Records for this exercise
════════

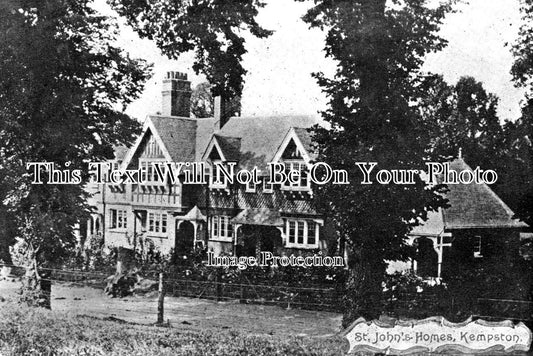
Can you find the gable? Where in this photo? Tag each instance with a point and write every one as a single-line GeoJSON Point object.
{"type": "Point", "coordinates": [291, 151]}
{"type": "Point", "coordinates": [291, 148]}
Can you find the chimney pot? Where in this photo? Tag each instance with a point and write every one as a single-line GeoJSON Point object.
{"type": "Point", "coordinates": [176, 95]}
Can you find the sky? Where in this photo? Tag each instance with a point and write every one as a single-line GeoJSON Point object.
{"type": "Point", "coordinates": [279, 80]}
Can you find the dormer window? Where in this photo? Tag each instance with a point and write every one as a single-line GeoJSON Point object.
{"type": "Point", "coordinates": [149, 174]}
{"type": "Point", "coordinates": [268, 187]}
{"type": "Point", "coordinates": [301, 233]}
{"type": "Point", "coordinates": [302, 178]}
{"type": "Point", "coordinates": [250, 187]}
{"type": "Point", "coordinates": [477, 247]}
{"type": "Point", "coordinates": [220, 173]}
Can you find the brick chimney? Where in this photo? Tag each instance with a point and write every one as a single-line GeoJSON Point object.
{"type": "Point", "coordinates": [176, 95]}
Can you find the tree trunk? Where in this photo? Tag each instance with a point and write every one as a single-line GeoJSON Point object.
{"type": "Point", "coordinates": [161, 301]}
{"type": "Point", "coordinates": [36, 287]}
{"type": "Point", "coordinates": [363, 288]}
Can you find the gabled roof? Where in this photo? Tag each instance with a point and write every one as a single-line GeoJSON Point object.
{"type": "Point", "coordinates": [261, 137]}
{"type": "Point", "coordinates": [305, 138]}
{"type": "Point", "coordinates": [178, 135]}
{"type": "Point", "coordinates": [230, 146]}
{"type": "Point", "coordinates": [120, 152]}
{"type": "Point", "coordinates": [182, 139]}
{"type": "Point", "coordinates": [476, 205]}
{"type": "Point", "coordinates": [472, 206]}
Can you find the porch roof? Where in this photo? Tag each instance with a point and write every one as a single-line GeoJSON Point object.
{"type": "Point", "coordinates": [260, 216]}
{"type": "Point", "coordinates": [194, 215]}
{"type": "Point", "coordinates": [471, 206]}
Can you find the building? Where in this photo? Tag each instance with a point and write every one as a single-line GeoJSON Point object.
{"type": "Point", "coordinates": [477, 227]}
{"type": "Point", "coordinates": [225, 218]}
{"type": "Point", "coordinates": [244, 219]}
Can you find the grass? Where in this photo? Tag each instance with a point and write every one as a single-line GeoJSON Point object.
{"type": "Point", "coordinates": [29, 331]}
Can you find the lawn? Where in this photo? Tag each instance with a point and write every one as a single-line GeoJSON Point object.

════════

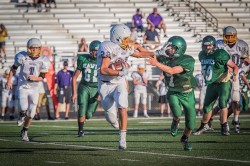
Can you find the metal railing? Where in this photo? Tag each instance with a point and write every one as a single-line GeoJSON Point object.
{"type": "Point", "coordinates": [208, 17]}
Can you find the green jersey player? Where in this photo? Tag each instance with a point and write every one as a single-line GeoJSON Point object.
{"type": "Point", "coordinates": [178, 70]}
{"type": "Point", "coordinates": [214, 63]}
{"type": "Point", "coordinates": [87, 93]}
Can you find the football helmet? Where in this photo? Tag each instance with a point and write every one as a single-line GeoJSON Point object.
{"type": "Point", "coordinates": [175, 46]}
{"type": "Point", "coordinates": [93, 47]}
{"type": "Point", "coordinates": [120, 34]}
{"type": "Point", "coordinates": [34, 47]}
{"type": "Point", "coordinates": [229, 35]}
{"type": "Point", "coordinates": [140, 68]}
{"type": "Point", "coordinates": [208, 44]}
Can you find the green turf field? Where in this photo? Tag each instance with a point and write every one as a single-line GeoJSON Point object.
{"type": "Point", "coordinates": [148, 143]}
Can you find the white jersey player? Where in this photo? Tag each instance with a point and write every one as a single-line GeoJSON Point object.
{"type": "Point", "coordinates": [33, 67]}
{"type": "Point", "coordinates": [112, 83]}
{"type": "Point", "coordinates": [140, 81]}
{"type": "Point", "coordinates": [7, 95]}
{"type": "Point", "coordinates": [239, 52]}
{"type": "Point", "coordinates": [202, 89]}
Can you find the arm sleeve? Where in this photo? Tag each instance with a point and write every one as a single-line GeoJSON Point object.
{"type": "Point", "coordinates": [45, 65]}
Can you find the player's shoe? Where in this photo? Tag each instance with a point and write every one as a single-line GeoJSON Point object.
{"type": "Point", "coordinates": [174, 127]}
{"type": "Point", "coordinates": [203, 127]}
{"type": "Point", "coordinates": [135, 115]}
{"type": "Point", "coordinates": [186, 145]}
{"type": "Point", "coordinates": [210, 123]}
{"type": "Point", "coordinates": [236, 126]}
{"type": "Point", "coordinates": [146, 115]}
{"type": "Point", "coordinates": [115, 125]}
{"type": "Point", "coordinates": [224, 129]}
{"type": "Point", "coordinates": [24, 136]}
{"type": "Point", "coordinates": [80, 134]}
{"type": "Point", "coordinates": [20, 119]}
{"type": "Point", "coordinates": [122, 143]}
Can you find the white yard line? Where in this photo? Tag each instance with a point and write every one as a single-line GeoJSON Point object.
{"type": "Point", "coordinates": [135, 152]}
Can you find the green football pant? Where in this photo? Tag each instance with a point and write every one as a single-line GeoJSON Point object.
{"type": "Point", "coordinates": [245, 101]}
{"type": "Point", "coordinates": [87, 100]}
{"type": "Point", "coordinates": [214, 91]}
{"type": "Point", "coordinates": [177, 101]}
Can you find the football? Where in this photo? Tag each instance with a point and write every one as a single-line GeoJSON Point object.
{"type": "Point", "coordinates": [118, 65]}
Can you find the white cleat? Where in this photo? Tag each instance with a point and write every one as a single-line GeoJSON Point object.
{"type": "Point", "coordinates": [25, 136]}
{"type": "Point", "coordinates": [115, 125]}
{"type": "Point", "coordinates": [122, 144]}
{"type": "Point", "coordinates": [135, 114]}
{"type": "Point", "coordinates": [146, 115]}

════════

What to do
Gather every line in the records above that contains the string "roof", copying each such line in full.

Output of the task
Can you find the gabled roof? Where in this photo? Tag each instance with a point and write every one as a single-line GeoJSON Point object.
Can you find the porch roof? Where in this photo? Tag each instance with a point and write every one as a single-line GeoJSON Point object.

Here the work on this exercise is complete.